§ TASKS
(a) From the post about freelance work and side income, copy everything from "By creating workshops" down to "Still recovering, slowly.)".
(b) In the post about freelance work and side income, how far is the one-way trip to the mother's home?

START PASSAGE GIVEN

I wanted to take a minute or two — this won’t be a short post, so be forewarned — to explain a lot of my recent “hustling, money- grubbing” tenor here and elsewhere. I am usually pretty embarrassed by talking about this and I’m not a big believer in the reverence people have lately for “hustle culture” or “the grind” so having to do it is really hard for me.

Read on, if you’re interested…

Right now, I’m working a fair amount in my usual “day job” as a freelance trainer/facilitator etc. And it appears — fingers crossed — that there’s for the first time in a while a lot of continued, prospective work ahead.

When it’s good, the money is good but not great. When it’s terrible — and it’s been mostly terrible for a while — it’s terrifying that things get as bad as they do.  I did get some recent grant money that helped to pull us out of the hole for the most part, but I am desperate about not getting there again. And if another car emergency or something happened, it would SUCK.

By creating workshops and pushing lately for new Patreon subscribers I’m trying to build some more sustainable side income that will help build a cushion to fall onto.

I’m also trying to find out what works before the next slow season for my contracting work, which is usually a brief stint in mid summer and a more sustained one from the end of November to February/March.
Because of vacations, companies tend not to book sessions in the summer, and the holidays and end of the fiscal year concerns make the second slow season more serious. ( I did no work in that field from mid-November till March this year. It HURT. Still recovering, slowly.)

Add in the increasing amount of time I have to give to family issues. Mom is 95, mobility and hearing are terrible, and has moderate dementia. My sister has moved in with her and has her own health issues; of late I’ve been spending time there 3-5 days a week, sometimes more. I run my training session via Zoom from there as one way of ensuring I’m around pretty often. It’s 20 miles one way so gas has added an expense i’m not used to having since I’ve been working from home for years before this.

I really don’t get much time or energy to go out to readings, and I’m usually “Zoomed-out” by night so even online readings are sometimes too much.  Frankly, the stress is killing me. I’ve got other longstanding health issues too, of course, which I’m leaving off of this post beyond saying that.

So…when I post about workshops coming up, ask people to join Patreon, put out Venmo and PayPal requests, etc., to try and raise $, it’s not greed. It’s fear driving that. It’s pain and the like. And it’s a desire to not just ask but to give something back to those who donate or contribute.

END PASSAGE GIVEN
START MATERIAL PROVIDED

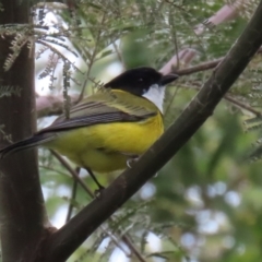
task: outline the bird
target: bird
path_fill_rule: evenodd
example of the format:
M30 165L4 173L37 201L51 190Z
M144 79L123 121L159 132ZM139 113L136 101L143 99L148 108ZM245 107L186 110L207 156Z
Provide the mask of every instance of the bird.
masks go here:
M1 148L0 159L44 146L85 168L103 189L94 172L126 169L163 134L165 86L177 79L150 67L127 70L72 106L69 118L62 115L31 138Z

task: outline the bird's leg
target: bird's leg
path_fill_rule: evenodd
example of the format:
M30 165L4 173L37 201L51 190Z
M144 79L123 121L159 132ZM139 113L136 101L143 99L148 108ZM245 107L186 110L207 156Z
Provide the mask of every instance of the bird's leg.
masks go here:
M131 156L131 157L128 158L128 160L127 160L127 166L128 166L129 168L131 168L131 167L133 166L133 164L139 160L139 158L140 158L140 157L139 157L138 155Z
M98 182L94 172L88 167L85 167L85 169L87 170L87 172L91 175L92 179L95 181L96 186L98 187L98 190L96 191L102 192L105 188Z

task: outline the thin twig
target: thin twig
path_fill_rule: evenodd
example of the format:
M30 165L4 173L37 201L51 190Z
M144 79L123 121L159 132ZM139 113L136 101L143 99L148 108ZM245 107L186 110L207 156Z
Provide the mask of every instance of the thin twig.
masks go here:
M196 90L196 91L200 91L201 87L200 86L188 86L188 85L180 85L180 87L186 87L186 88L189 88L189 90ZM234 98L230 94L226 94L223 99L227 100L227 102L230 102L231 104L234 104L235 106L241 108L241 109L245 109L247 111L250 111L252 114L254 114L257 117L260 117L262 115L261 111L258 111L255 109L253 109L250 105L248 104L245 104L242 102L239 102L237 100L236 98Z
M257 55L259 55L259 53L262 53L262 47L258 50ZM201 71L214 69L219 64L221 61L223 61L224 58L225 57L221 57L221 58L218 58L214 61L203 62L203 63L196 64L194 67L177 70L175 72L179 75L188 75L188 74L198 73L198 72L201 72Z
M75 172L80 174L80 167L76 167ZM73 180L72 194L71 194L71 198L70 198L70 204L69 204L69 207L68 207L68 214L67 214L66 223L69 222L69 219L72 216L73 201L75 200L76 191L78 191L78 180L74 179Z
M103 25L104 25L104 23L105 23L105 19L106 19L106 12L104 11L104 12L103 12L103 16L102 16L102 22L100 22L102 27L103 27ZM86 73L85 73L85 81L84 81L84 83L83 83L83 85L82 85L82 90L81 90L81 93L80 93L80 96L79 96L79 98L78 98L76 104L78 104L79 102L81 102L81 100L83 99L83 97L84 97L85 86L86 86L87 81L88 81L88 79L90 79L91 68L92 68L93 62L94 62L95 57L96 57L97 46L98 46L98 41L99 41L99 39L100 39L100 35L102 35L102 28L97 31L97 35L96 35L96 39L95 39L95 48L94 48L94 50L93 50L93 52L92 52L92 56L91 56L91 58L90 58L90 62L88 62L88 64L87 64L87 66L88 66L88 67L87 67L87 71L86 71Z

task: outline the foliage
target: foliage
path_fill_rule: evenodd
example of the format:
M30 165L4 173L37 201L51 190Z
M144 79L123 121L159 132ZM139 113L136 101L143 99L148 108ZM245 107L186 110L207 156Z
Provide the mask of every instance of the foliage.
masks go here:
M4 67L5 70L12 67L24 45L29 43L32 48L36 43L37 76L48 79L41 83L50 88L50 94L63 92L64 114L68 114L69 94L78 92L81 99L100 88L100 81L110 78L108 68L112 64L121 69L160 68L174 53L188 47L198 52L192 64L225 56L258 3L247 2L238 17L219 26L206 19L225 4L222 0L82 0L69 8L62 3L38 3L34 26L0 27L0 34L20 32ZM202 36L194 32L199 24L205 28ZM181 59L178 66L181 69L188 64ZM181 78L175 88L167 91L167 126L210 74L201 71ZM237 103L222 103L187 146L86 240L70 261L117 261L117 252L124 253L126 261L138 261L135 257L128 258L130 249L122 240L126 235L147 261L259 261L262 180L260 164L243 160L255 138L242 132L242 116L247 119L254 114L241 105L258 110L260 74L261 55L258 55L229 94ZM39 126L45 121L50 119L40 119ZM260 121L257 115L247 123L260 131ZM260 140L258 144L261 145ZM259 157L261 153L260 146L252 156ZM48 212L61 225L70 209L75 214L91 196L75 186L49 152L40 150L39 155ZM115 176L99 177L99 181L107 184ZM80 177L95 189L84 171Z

END MATERIAL PROVIDED

§ SOLUTIONS TO THE EXERCISE
(a)
By creating workshops and pushing lately for new Patreon subscribers I’m trying to build some more sustainable side income that will help build a cushion to fall onto.

I’m also trying to find out what works before the next slow season for my contracting work, which is usually a brief stint in mid summer and a more sustained one from the end of November to February/March.
Because of vacations, companies tend not to book sessions in the summer, and the holidays and end of the fiscal year concerns make the second slow season more serious. ( I did no work in that field from mid-November till March this year. It HURT. Still recovering, slowly.)

(b) It is 20 miles one way.